- Opening Delimiter -

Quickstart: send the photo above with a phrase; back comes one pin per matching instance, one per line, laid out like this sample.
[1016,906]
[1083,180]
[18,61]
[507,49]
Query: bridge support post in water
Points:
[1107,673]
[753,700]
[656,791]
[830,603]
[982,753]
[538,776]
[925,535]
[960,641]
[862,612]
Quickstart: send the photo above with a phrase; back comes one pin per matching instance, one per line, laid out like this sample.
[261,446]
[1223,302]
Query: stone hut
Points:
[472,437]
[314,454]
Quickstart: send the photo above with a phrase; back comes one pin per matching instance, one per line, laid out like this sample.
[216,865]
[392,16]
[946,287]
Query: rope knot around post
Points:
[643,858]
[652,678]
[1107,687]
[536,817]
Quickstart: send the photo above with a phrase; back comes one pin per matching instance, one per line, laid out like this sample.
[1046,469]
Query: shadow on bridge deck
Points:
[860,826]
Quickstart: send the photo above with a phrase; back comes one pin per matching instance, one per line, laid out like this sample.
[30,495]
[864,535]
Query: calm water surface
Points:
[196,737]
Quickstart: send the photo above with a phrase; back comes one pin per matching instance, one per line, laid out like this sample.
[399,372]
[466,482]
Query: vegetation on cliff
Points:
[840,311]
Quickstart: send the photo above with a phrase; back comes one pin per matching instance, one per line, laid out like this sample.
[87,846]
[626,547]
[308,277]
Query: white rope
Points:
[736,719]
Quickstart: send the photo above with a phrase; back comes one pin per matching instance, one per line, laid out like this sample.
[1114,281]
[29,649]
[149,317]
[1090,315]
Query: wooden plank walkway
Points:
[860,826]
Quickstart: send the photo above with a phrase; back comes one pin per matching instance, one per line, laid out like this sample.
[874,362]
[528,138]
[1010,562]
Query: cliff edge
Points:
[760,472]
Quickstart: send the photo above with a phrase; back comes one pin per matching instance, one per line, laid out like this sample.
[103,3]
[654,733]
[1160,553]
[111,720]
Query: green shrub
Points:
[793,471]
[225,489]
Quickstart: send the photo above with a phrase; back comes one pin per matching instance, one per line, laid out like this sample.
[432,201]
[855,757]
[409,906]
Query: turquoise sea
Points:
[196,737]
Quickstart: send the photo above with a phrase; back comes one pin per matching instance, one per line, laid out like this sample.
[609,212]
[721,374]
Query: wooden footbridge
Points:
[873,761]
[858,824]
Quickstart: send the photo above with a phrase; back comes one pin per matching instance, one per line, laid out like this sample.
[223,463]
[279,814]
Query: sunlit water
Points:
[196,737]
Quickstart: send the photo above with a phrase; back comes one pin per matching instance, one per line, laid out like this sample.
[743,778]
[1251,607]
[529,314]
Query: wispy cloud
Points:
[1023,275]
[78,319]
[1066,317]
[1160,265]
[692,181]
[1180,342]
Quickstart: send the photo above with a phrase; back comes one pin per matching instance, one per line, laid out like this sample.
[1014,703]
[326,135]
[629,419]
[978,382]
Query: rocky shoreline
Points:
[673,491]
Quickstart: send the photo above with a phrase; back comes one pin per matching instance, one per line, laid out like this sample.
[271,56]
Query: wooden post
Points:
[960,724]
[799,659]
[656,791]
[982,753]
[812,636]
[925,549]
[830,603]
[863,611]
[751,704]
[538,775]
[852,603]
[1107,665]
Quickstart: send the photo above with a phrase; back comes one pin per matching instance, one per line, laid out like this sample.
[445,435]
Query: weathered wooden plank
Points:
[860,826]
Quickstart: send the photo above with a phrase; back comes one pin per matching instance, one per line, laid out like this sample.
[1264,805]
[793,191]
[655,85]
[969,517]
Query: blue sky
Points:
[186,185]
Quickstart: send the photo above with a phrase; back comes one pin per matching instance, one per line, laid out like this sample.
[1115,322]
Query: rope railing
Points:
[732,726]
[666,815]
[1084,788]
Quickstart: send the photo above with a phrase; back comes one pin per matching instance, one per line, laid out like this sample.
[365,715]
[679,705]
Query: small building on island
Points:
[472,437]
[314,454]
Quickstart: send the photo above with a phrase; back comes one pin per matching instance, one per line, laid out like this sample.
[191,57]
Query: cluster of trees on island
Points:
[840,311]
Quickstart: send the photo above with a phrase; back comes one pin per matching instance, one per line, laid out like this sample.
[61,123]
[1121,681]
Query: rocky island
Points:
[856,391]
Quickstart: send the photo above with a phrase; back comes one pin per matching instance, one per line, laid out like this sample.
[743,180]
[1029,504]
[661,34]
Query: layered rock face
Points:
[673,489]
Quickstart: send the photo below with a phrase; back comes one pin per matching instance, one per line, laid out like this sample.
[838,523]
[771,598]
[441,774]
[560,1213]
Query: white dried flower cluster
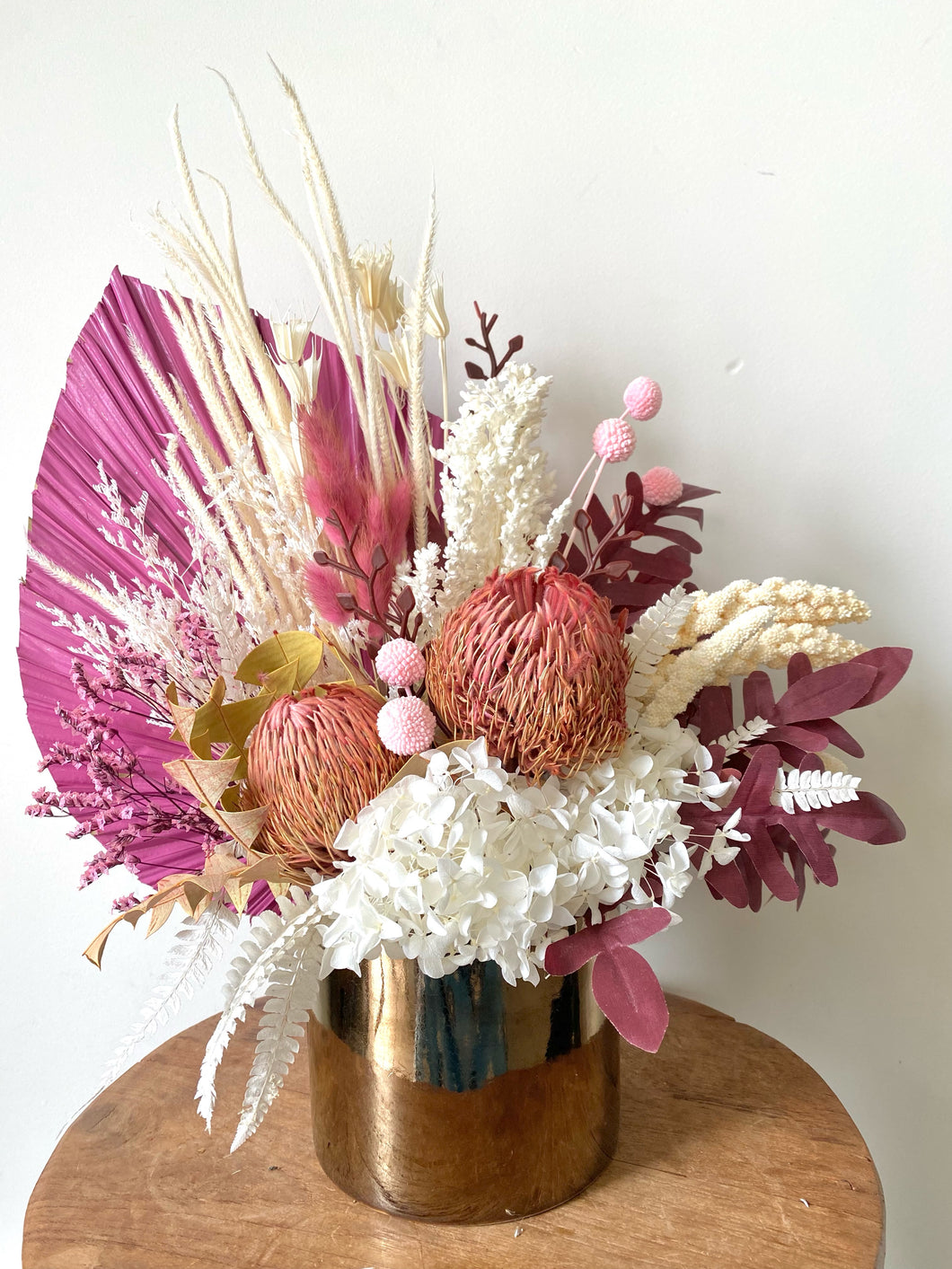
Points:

- Closing Delimiter -

- AIM OF THE TASK -
In the copy, every entry appears exactly as written above and no picture appears.

- SOLVED EXERCISE -
Quickstart: send the photo above with a phrase; back comes one pin per matching instance, one per line, laid out like this sample.
[1016,906]
[1083,180]
[18,61]
[507,49]
Query: bridge support post in water
Points:
[1107,673]
[753,700]
[656,791]
[830,603]
[982,753]
[538,776]
[925,535]
[960,641]
[862,612]
Quickstart: send the photo above with a phrase; back comes one pin per matching instance, one per line, laid out like this sample.
[261,446]
[1223,302]
Query: stone hut
Points:
[472,437]
[314,454]
Quickstart: send the photo above with a phrase; back comes one pin per matching instance, one per line, laid out like this sample.
[216,865]
[392,16]
[946,287]
Query: rope knot around post
Points:
[643,858]
[652,678]
[1107,687]
[536,817]
Quickstart: send the photo above with a phrase; back comes one pin per matching instance, one per line, laid out like this sample.
[1046,469]
Query: shadow on bridge deck
Points:
[860,826]
Quickstart: send the photo above with a phrase; back comes one pin per matching instance, one per line, laid out like this sample.
[30,495]
[864,535]
Query: calm water surface
Points:
[196,737]
Quickstart: send the photo above with a phrase; back comes one pin per matching instance, one per line, laid out like this sample.
[399,372]
[466,482]
Query: vegetation on cliff
Points:
[840,311]
Quickstart: send the photo above with a phrase; back comes one pin per matching instance, one per line, laid out like this sample.
[87,846]
[626,547]
[308,277]
Query: white rope
Points:
[736,719]
Quickstart: send the photo above with a phrase; back comes one pin per matching instance, one per line, laid out like this sample.
[1114,281]
[29,649]
[149,317]
[1090,315]
Query: wooden plank walkway
Points:
[860,826]
Quickstart: send the photo above with a phrase; back comes one pin per matching instance, one per line, laid out like this sample.
[874,362]
[528,138]
[1010,562]
Query: cliff edge
Points:
[760,472]
Quickstart: send the photo above with a phrase; back comes one pin per matching instance, one per line, laid out like this sample.
[103,3]
[654,733]
[1160,553]
[111,720]
Query: green shrub
Points:
[793,471]
[225,489]
Quickstart: send the photo above with a phrase; back comes one pin per matching instance, one per line, laid out like this sample.
[432,201]
[855,757]
[409,906]
Query: turquoise sea
Points:
[196,737]
Quickstart: send the photo above with a phrase; back comes one pin per matching instance, one per line, laid out like this sample.
[609,212]
[721,374]
Query: wooden footbridge
Points:
[873,761]
[858,824]
Quickstart: send the photo above with a phrase; back comes one pin per matching instance, one per line, laid out like this sample.
[223,463]
[279,814]
Query: sunlit water
Points:
[196,737]
Quickstart: send the photo above with a phrase; back comes one pin per matching instance, one per line, laid out like this sample.
[743,778]
[1251,607]
[529,314]
Query: wispy cloud
Points:
[1023,275]
[78,319]
[1066,317]
[1160,265]
[692,181]
[1180,342]
Quickstart: send the photo above with a phrase; back comes one pin per matching instance, one per line, laid out like this sample.
[1014,703]
[326,135]
[629,419]
[978,382]
Query: rocky shoreline
Points:
[673,491]
Quickstart: send the photo above with a phrase; back comes one pin per matching instance, one per line, laid out like this sample.
[271,56]
Query: wooden post
Points:
[960,724]
[799,659]
[656,791]
[982,753]
[812,636]
[925,549]
[830,603]
[863,611]
[751,704]
[538,775]
[852,603]
[1107,665]
Quickstart: send the photo above with a phrase; back comes one pin per matching instance, one per line, laid out like this sample.
[445,435]
Query: weathered wooden plank
Points:
[860,826]
Quickstart: send the photo above with a phrase; back comes one pin per matching instance, one per line, laid out like this sample.
[1264,805]
[793,191]
[655,85]
[969,517]
Query: blue sky
Points:
[186,185]
Quickstart: send the photo above with a phrase; back comes one pin per matching instance, one per line, laid out like this sample.
[1115,322]
Query: rope railing
Points:
[732,726]
[666,815]
[1084,788]
Quickstart: send the photo above with a phrase; back comes one pin per matching instance, one per line, laid out like this sample.
[365,715]
[679,705]
Query: small building on island
Points:
[472,437]
[314,454]
Quickstart: send the photo above with a phrase; back comes one pin per matching instance, one per line, laid out like this sample.
[191,57]
Query: cluster of trees on island
Points:
[840,311]
Quickstart: send the photo above with a phrase; back comes one pin per matching instance, one per line, laid out like this sample.
[61,123]
[1121,681]
Query: rocky island
Points:
[856,391]
Quickstart: send the photo above with a phrase; back comes one pin per matching instance, one per line, laid out like this sample.
[743,180]
[1029,504]
[661,34]
Query: layered rock face
Points:
[673,489]
Quickstart: send the photo below with a phrase; back comes one pin per matching instance, one per line, laid out like this sample.
[838,523]
[771,598]
[441,774]
[560,1213]
Query: white dried flower cluster
Points:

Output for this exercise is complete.